- SET TASK -
Quote the lines below verbatim, starting at the line that contains "of the white" and ending with the final line.

- DATA TO PROCESS -
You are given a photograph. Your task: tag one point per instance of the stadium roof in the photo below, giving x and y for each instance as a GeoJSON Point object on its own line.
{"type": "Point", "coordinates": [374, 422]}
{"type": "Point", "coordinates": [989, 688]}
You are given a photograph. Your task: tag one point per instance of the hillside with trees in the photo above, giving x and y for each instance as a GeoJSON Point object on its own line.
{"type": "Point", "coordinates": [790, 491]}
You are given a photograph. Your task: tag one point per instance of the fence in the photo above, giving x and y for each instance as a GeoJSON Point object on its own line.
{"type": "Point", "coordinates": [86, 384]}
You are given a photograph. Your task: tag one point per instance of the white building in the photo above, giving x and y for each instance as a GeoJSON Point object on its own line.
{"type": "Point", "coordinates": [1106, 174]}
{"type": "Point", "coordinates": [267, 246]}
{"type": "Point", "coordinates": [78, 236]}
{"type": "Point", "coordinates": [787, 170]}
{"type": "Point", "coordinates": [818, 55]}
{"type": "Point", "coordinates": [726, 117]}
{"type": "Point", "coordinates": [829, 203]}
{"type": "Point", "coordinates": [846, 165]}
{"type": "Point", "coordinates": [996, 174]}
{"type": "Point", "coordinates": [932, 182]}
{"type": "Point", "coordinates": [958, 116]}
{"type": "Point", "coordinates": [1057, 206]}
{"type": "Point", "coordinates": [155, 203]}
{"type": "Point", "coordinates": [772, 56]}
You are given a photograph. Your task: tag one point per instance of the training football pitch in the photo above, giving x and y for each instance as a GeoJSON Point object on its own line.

- IN RESPONSE -
You are given a photograph. Your task: tag one point per instance of the white building in the photo above, giving x and y for each instance as a GeoJSON Point object on its own line.
{"type": "Point", "coordinates": [1106, 174]}
{"type": "Point", "coordinates": [267, 246]}
{"type": "Point", "coordinates": [78, 236]}
{"type": "Point", "coordinates": [787, 170]}
{"type": "Point", "coordinates": [818, 55]}
{"type": "Point", "coordinates": [726, 117]}
{"type": "Point", "coordinates": [829, 203]}
{"type": "Point", "coordinates": [846, 165]}
{"type": "Point", "coordinates": [996, 174]}
{"type": "Point", "coordinates": [932, 182]}
{"type": "Point", "coordinates": [958, 116]}
{"type": "Point", "coordinates": [1057, 206]}
{"type": "Point", "coordinates": [155, 203]}
{"type": "Point", "coordinates": [772, 56]}
You are given a photograph. Your task: tag one point per instance of the training football pitch in the photo above, giving x and y for each instance as a GeoJSON Point object on its own line.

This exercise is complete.